Items listed in a dataset
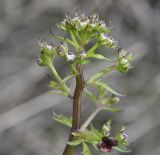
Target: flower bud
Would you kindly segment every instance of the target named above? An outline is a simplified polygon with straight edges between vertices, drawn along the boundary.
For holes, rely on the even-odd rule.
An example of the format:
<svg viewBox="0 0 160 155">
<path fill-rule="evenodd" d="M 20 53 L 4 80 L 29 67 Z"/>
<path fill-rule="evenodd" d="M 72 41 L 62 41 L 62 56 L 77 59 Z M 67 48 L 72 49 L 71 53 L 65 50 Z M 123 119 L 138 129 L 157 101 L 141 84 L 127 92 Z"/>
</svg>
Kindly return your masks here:
<svg viewBox="0 0 160 155">
<path fill-rule="evenodd" d="M 120 101 L 120 99 L 119 99 L 119 97 L 117 97 L 117 96 L 113 96 L 112 98 L 111 98 L 111 104 L 116 104 L 116 103 L 118 103 Z"/>
<path fill-rule="evenodd" d="M 102 126 L 102 133 L 105 136 L 109 136 L 111 134 L 111 120 L 108 120 L 107 123 Z"/>
<path fill-rule="evenodd" d="M 47 42 L 38 41 L 39 48 L 41 50 L 40 56 L 37 58 L 37 63 L 40 66 L 48 66 L 56 54 L 55 48 L 48 45 Z"/>
<path fill-rule="evenodd" d="M 64 56 L 68 52 L 68 45 L 66 42 L 59 44 L 56 48 L 57 54 Z"/>
<path fill-rule="evenodd" d="M 117 42 L 113 38 L 109 37 L 107 33 L 100 33 L 98 39 L 100 44 L 107 48 L 115 48 L 117 46 Z"/>
<path fill-rule="evenodd" d="M 128 143 L 128 133 L 126 128 L 123 126 L 117 136 L 118 142 L 126 145 Z"/>
<path fill-rule="evenodd" d="M 98 148 L 100 151 L 106 153 L 106 152 L 111 152 L 112 147 L 117 145 L 118 145 L 117 140 L 108 137 L 102 137 L 102 141 L 98 144 Z"/>
</svg>

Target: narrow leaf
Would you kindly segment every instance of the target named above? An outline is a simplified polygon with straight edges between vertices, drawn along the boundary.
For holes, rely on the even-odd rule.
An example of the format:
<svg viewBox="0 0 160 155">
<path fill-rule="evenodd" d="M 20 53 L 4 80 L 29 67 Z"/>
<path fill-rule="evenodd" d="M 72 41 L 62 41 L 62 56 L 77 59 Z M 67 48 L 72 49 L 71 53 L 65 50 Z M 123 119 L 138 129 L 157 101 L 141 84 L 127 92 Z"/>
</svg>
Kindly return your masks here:
<svg viewBox="0 0 160 155">
<path fill-rule="evenodd" d="M 64 124 L 68 127 L 72 127 L 72 118 L 71 117 L 65 117 L 63 115 L 56 115 L 53 116 L 53 119 L 61 124 Z"/>
<path fill-rule="evenodd" d="M 87 89 L 84 89 L 84 91 L 85 91 L 86 95 L 87 95 L 90 99 L 92 99 L 93 102 L 97 103 L 97 99 L 96 99 L 95 95 L 93 95 L 93 94 L 92 94 L 89 90 L 87 90 Z"/>
<path fill-rule="evenodd" d="M 105 56 L 103 56 L 101 54 L 90 54 L 90 55 L 86 56 L 86 58 L 96 58 L 96 59 L 100 59 L 100 60 L 114 61 L 112 59 L 106 58 Z"/>
<path fill-rule="evenodd" d="M 95 129 L 92 124 L 90 125 L 90 129 L 91 133 L 94 134 L 98 139 L 102 138 L 103 135 L 97 129 Z"/>
</svg>

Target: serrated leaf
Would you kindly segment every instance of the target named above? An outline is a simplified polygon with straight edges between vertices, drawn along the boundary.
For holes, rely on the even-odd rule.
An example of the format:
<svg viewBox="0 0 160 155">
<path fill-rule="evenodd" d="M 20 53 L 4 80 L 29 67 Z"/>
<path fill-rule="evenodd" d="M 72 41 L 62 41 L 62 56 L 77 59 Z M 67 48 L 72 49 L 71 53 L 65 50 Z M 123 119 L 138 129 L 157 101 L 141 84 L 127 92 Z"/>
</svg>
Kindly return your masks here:
<svg viewBox="0 0 160 155">
<path fill-rule="evenodd" d="M 68 127 L 72 127 L 72 118 L 71 117 L 66 117 L 63 115 L 56 115 L 53 116 L 53 119 L 61 124 L 64 124 Z"/>
<path fill-rule="evenodd" d="M 73 140 L 73 141 L 69 141 L 68 144 L 72 145 L 72 146 L 76 146 L 76 145 L 81 144 L 81 141 L 79 139 L 78 140 Z"/>
<path fill-rule="evenodd" d="M 131 149 L 128 149 L 126 146 L 119 144 L 118 146 L 113 147 L 115 150 L 118 150 L 120 152 L 129 153 L 132 152 Z"/>
<path fill-rule="evenodd" d="M 85 91 L 86 95 L 87 95 L 90 99 L 92 99 L 93 102 L 97 103 L 97 99 L 96 99 L 95 95 L 93 95 L 93 94 L 92 94 L 89 90 L 87 90 L 87 89 L 84 89 L 84 91 Z"/>
<path fill-rule="evenodd" d="M 100 60 L 114 61 L 109 58 L 106 58 L 105 56 L 103 56 L 101 54 L 90 54 L 90 55 L 87 55 L 86 58 L 96 58 L 96 59 L 100 59 Z"/>
<path fill-rule="evenodd" d="M 116 92 L 115 90 L 113 90 L 106 83 L 103 83 L 103 82 L 100 82 L 100 81 L 95 81 L 94 84 L 96 84 L 98 86 L 102 86 L 104 89 L 106 89 L 107 91 L 109 91 L 110 93 L 112 93 L 112 94 L 114 94 L 116 96 L 125 96 L 125 95 L 120 94 L 120 93 Z"/>
<path fill-rule="evenodd" d="M 82 152 L 83 155 L 92 155 L 88 145 L 85 142 L 82 142 L 82 147 L 83 147 L 83 152 Z"/>
</svg>

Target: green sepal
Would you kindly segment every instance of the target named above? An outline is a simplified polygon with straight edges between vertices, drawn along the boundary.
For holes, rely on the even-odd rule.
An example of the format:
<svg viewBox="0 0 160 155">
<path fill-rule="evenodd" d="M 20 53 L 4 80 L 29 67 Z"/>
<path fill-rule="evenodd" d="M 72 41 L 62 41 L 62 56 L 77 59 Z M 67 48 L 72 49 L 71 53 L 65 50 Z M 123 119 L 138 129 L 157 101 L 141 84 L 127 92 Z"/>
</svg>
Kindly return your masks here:
<svg viewBox="0 0 160 155">
<path fill-rule="evenodd" d="M 61 124 L 64 124 L 68 127 L 72 127 L 72 117 L 66 117 L 64 115 L 54 114 L 52 118 Z"/>
<path fill-rule="evenodd" d="M 69 81 L 70 79 L 72 79 L 75 76 L 76 76 L 76 74 L 68 75 L 63 79 L 63 82 L 66 83 L 67 81 Z"/>
<path fill-rule="evenodd" d="M 77 140 L 69 141 L 67 144 L 72 145 L 72 146 L 76 146 L 81 143 L 82 143 L 82 141 L 80 139 L 77 139 Z"/>
</svg>

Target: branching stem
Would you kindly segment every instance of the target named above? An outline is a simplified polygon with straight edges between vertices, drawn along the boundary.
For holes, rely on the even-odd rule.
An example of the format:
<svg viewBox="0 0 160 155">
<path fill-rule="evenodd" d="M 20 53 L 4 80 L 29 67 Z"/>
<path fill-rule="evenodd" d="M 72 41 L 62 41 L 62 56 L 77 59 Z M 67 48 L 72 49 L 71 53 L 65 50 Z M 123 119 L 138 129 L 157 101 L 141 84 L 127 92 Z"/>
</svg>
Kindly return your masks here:
<svg viewBox="0 0 160 155">
<path fill-rule="evenodd" d="M 76 69 L 79 74 L 77 74 L 76 76 L 76 88 L 73 96 L 73 121 L 68 141 L 72 141 L 75 139 L 75 137 L 72 135 L 72 132 L 79 130 L 81 125 L 81 96 L 84 89 L 82 65 L 77 65 Z M 73 151 L 74 147 L 67 144 L 63 152 L 63 155 L 72 155 Z"/>
</svg>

**Problem requirements:** Turn the data above into a numbered list of lines, starting at the beginning of the data and stopping after the line that contains "102 126 L 102". Omit blank lines and leave out the pictures.

**Response to this exercise:**
1. Target: flower bud
2. Would you kindly segment every instance of the target named above? An outline is a simplified polygon with straight edges between vertices, drawn along the boundary.
3. For holes, rely on the even-odd rule.
4. An example of the format:
5. <svg viewBox="0 0 160 155">
6. <path fill-rule="evenodd" d="M 20 53 L 4 80 L 29 67 Z"/>
7. <path fill-rule="evenodd" d="M 72 41 L 62 41 L 62 56 L 77 59 Z M 67 48 L 72 49 L 71 53 L 65 50 Z M 123 119 L 138 129 L 157 101 L 141 84 L 127 92 Z"/>
8. </svg>
9. Kindly return your masks here:
10. <svg viewBox="0 0 160 155">
11. <path fill-rule="evenodd" d="M 120 101 L 120 99 L 119 99 L 119 97 L 117 97 L 117 96 L 113 96 L 112 98 L 111 98 L 111 104 L 116 104 L 116 103 L 118 103 Z"/>
12. <path fill-rule="evenodd" d="M 102 126 L 102 133 L 105 136 L 109 136 L 111 134 L 111 120 L 108 120 L 107 123 Z"/>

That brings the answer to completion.